#### [Text provided]
━━━━━━━━━━━━━━━━
We have some exciting news to share! The Motley Fool UK has now become an independent, UK-owned company, led by our long-serving UK management team — Mark Rogers, Chris Nials and Heather Adlington. In practical terms, it’s the same team you know, now fully focused on serving our UK readers and members.

Just as importantly, our approach remains unchanged: long-term, jargon-free, and on your side. We’ll be introducing a new name and brand over the coming weeks — we're very excited to share it with you and embark on this new chapter together!

3 things the Debenhams debacle reminds Foolish investors

With shares in Debenhams plc (LON:DEB) currently suspended, Paul Summers lists some red flags investors should always be looking out for.

The content of this article was relevant at the time of publishing. Circumstances change continuously and caution should therefore be exercised when relying upon any content contained within this article.

You’re reading a free article with opinions that may differ from The Motley Fool’s Premium Investing Services. Become a Motley Fool member today to get instant access to our top analyst recommendations, in-depth research, investing resources, and more. Learn More.
━━━━━━━━━━━━━━━━
#### [Data rows]
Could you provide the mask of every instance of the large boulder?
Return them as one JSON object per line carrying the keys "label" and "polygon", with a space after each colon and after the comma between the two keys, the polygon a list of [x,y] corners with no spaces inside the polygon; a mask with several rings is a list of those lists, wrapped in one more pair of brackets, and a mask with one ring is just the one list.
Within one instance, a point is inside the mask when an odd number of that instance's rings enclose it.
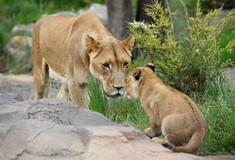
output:
{"label": "large boulder", "polygon": [[200,160],[60,99],[0,105],[1,160]]}
{"label": "large boulder", "polygon": [[0,105],[23,101],[19,94],[0,91]]}

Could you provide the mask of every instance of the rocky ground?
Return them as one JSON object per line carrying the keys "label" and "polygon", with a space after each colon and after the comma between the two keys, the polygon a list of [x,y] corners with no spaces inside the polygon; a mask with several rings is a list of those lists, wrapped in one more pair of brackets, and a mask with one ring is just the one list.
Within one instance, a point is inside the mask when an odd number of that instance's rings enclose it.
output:
{"label": "rocky ground", "polygon": [[1,160],[207,159],[174,153],[136,127],[66,100],[21,100],[0,92]]}
{"label": "rocky ground", "polygon": [[[225,75],[234,85],[235,69]],[[51,87],[49,97],[57,92]],[[128,124],[113,123],[65,100],[35,101],[33,95],[32,75],[0,74],[0,160],[235,159],[173,153]]]}

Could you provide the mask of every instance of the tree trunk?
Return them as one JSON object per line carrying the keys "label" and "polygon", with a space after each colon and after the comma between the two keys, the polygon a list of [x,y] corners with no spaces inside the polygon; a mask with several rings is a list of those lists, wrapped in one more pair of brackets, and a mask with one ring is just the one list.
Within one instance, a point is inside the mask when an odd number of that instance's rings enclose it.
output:
{"label": "tree trunk", "polygon": [[127,38],[127,22],[132,19],[131,0],[107,0],[109,30],[119,40]]}

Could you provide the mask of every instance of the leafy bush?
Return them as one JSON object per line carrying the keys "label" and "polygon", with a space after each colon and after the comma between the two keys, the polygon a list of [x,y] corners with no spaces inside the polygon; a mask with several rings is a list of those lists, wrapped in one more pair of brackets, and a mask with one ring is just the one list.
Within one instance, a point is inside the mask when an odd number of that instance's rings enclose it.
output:
{"label": "leafy bush", "polygon": [[183,91],[202,92],[205,85],[222,78],[220,68],[229,61],[220,59],[224,51],[231,52],[235,40],[220,47],[223,30],[235,22],[235,10],[225,18],[219,19],[222,8],[209,12],[205,17],[197,2],[196,16],[187,19],[187,35],[176,41],[170,10],[161,7],[157,0],[146,8],[146,13],[154,20],[154,24],[145,22],[129,23],[129,29],[156,66],[156,72],[165,83]]}

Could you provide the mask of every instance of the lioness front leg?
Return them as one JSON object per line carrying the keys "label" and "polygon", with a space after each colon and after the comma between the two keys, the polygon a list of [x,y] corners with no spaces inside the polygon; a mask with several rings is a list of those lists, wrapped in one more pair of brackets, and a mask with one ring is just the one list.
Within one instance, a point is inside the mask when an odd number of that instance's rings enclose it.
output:
{"label": "lioness front leg", "polygon": [[60,91],[57,94],[56,98],[69,99],[69,89],[67,83],[62,83]]}
{"label": "lioness front leg", "polygon": [[161,126],[157,124],[155,117],[150,117],[149,122],[151,125],[151,128],[145,129],[145,133],[150,137],[156,137],[161,135]]}
{"label": "lioness front leg", "polygon": [[75,80],[68,81],[69,95],[72,102],[80,107],[88,108],[87,84],[79,84]]}

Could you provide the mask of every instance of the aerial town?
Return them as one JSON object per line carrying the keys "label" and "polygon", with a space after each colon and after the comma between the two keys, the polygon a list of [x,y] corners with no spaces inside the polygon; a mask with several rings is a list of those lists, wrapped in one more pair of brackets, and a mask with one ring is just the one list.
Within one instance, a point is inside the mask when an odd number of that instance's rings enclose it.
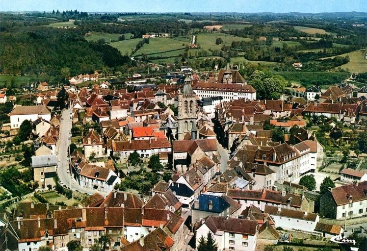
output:
{"label": "aerial town", "polygon": [[[1,61],[28,53],[11,24],[29,30],[24,46],[45,50],[42,63],[25,56],[0,67],[0,251],[367,250],[367,38],[357,48],[325,25],[287,40],[283,26],[262,35],[275,23],[239,23],[256,15],[28,14],[0,14]],[[365,38],[364,15],[348,27]],[[148,21],[148,31],[129,31],[153,18],[191,29]],[[12,34],[20,40],[6,47]],[[40,38],[65,51],[84,43],[95,64],[79,64],[79,47],[72,61],[50,63]],[[121,49],[128,41],[136,48]],[[262,55],[246,57],[249,47]]]}

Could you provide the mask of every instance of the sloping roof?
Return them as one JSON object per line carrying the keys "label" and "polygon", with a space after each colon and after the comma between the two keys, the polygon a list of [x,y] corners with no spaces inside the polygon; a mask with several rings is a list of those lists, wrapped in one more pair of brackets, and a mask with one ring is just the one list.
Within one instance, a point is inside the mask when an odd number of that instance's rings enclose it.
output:
{"label": "sloping roof", "polygon": [[14,106],[9,116],[27,114],[51,114],[51,111],[45,105],[22,105]]}
{"label": "sloping roof", "polygon": [[199,196],[197,200],[199,206],[197,207],[197,205],[194,203],[192,209],[200,211],[220,213],[231,206],[221,196],[202,194]]}
{"label": "sloping roof", "polygon": [[216,233],[219,230],[240,234],[250,235],[256,234],[257,228],[256,221],[209,216],[204,219],[204,223],[202,222],[199,224],[198,228],[203,224],[205,224],[213,233]]}
{"label": "sloping roof", "polygon": [[282,208],[280,207],[278,208],[276,206],[267,205],[265,205],[264,212],[268,213],[270,215],[298,219],[305,221],[315,221],[317,217],[317,214],[308,213],[307,212]]}
{"label": "sloping roof", "polygon": [[185,184],[172,182],[169,186],[169,189],[172,190],[174,194],[184,197],[191,197],[194,194],[194,191]]}
{"label": "sloping roof", "polygon": [[54,155],[32,156],[32,167],[51,167],[57,165],[57,158]]}
{"label": "sloping roof", "polygon": [[338,235],[341,232],[341,226],[318,222],[316,224],[315,230],[315,231],[326,232]]}
{"label": "sloping roof", "polygon": [[340,173],[354,176],[355,177],[358,177],[359,178],[362,178],[362,176],[366,174],[366,173],[364,173],[363,172],[360,172],[350,168],[343,168],[343,170],[341,171]]}

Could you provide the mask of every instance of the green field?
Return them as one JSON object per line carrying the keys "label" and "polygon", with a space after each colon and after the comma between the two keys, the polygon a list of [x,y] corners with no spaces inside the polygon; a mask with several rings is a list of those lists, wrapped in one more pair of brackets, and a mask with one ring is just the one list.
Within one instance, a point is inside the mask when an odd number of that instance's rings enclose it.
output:
{"label": "green field", "polygon": [[[220,38],[223,40],[223,43],[220,45],[215,44],[215,40],[218,38]],[[220,33],[199,34],[197,36],[196,39],[196,44],[201,48],[207,50],[209,50],[209,49],[220,50],[223,45],[230,46],[233,41],[252,40],[251,38],[236,37]]]}
{"label": "green field", "polygon": [[330,32],[328,32],[323,29],[317,29],[316,28],[311,28],[310,27],[305,27],[303,26],[295,26],[294,29],[299,31],[302,31],[308,34],[331,34]]}
{"label": "green field", "polygon": [[179,19],[178,20],[179,22],[183,22],[185,23],[186,24],[190,24],[190,23],[192,23],[192,20],[190,19],[184,19],[183,18],[181,18],[180,19]]}
{"label": "green field", "polygon": [[350,76],[349,73],[328,72],[289,72],[276,74],[283,76],[287,81],[300,84],[306,88],[319,84],[323,89],[339,83]]}
{"label": "green field", "polygon": [[[350,61],[340,67],[344,70],[347,70],[351,73],[360,73],[367,72],[367,60],[366,59],[366,50],[352,51],[351,52],[338,55],[338,56],[345,57],[349,56]],[[330,57],[326,58],[333,58]],[[325,59],[325,58],[323,58]],[[337,67],[339,68],[338,67]]]}
{"label": "green field", "polygon": [[242,64],[246,63],[247,64],[255,64],[260,65],[264,65],[267,66],[275,66],[278,63],[275,62],[267,62],[266,61],[252,61],[248,60],[245,59],[244,57],[236,57],[231,58],[231,64]]}
{"label": "green field", "polygon": [[76,27],[77,27],[77,25],[74,25],[75,21],[75,20],[70,19],[68,22],[52,23],[52,24],[50,24],[47,26],[53,27],[54,28],[75,28]]}
{"label": "green field", "polygon": [[108,44],[108,45],[117,48],[117,50],[121,52],[121,54],[125,55],[127,53],[130,55],[131,50],[135,49],[138,43],[142,40],[141,38],[134,38],[129,39],[129,40],[124,40],[123,41],[114,42]]}
{"label": "green field", "polygon": [[175,40],[167,37],[159,37],[149,39],[149,44],[144,44],[134,55],[151,54],[172,50],[185,48],[189,46],[187,42]]}
{"label": "green field", "polygon": [[59,194],[54,191],[40,193],[40,195],[50,203],[54,205],[56,202],[64,202],[68,206],[72,206],[74,203],[77,202],[74,199],[68,199],[63,195]]}
{"label": "green field", "polygon": [[250,24],[232,24],[230,25],[223,25],[222,29],[223,30],[229,30],[230,29],[241,29],[247,27],[251,27],[252,25]]}
{"label": "green field", "polygon": [[[130,37],[132,35],[131,33],[125,33],[124,34],[126,40],[130,39]],[[105,33],[104,32],[92,32],[85,34],[84,37],[87,41],[97,42],[100,39],[105,39],[107,43],[111,41],[117,41],[121,36],[121,34],[116,33]]]}

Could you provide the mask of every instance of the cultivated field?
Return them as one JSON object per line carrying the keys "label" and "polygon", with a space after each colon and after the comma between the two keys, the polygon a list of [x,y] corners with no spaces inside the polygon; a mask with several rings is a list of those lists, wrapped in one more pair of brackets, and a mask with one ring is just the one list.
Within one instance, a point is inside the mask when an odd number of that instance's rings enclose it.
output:
{"label": "cultivated field", "polygon": [[121,52],[121,54],[123,55],[125,55],[126,53],[130,55],[131,52],[131,50],[135,49],[138,43],[142,40],[143,39],[141,38],[134,38],[128,40],[114,42],[108,44],[108,45],[117,48],[117,50]]}
{"label": "cultivated field", "polygon": [[53,27],[54,28],[75,28],[77,25],[74,25],[75,20],[70,19],[68,22],[61,22],[59,23],[53,23],[46,26]]}
{"label": "cultivated field", "polygon": [[205,25],[204,26],[204,29],[216,29],[217,30],[220,29],[222,28],[222,25]]}
{"label": "cultivated field", "polygon": [[189,44],[166,37],[159,37],[149,39],[149,44],[144,44],[134,55],[152,54],[185,48]]}
{"label": "cultivated field", "polygon": [[302,32],[308,34],[331,34],[330,32],[326,31],[324,29],[317,29],[316,28],[311,28],[310,27],[305,27],[303,26],[295,26],[294,29]]}
{"label": "cultivated field", "polygon": [[230,25],[223,25],[222,29],[223,30],[229,30],[230,29],[241,29],[247,27],[251,27],[252,25],[250,24],[231,24]]}
{"label": "cultivated field", "polygon": [[[349,56],[350,61],[346,64],[342,65],[341,67],[344,70],[348,69],[351,73],[359,73],[367,72],[367,60],[365,58],[366,50],[356,50],[351,52],[338,55],[341,57]],[[333,58],[334,57],[330,57]],[[322,58],[324,59],[325,58]],[[337,67],[339,68],[339,67]]]}
{"label": "cultivated field", "polygon": [[[126,33],[124,34],[126,40],[130,39],[131,36],[133,36],[131,33]],[[105,39],[105,41],[108,42],[117,41],[119,38],[121,36],[121,34],[116,33],[105,33],[104,32],[88,32],[85,34],[85,37],[87,41],[97,42],[100,39]]]}
{"label": "cultivated field", "polygon": [[[231,46],[233,41],[251,41],[251,38],[236,37],[227,34],[214,33],[199,34],[197,36],[197,45],[201,48],[209,50],[209,49],[220,50],[223,45]],[[217,38],[220,38],[223,43],[220,45],[215,44]]]}

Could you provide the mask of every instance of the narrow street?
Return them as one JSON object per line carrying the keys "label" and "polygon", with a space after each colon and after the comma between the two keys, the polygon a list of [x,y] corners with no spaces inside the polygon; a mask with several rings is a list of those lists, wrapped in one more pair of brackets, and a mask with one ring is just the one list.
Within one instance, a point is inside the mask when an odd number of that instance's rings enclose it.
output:
{"label": "narrow street", "polygon": [[[72,127],[71,110],[70,108],[64,110],[61,114],[59,138],[56,146],[58,161],[57,176],[60,178],[60,181],[72,190],[92,195],[97,191],[81,187],[76,180],[72,178],[70,174],[67,173],[67,170],[69,169],[68,152],[71,142],[69,139]],[[104,193],[99,193],[102,195],[106,195]]]}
━━━━━━━━━━━━━━━━
Say whether each statement below agrees with the Motley Fool UK page, answering yes or no and quoting the exact words of the page that decide it: (a) The Motley Fool UK is now led by its long-serving UK management team. (b) The company will keep its current name. (c) Shares in Debenhams plc are currently suspended. The records are separate material with no connection to the Motley Fool UK page.

#### [Output]
(a) Yes: "led by our long-serving UK management team"
(b) No: "We’ll be introducing a new name and brand over the coming weeks"
(c) Yes: "With shares in Debenhams plc (LON:DEB) currently suspended"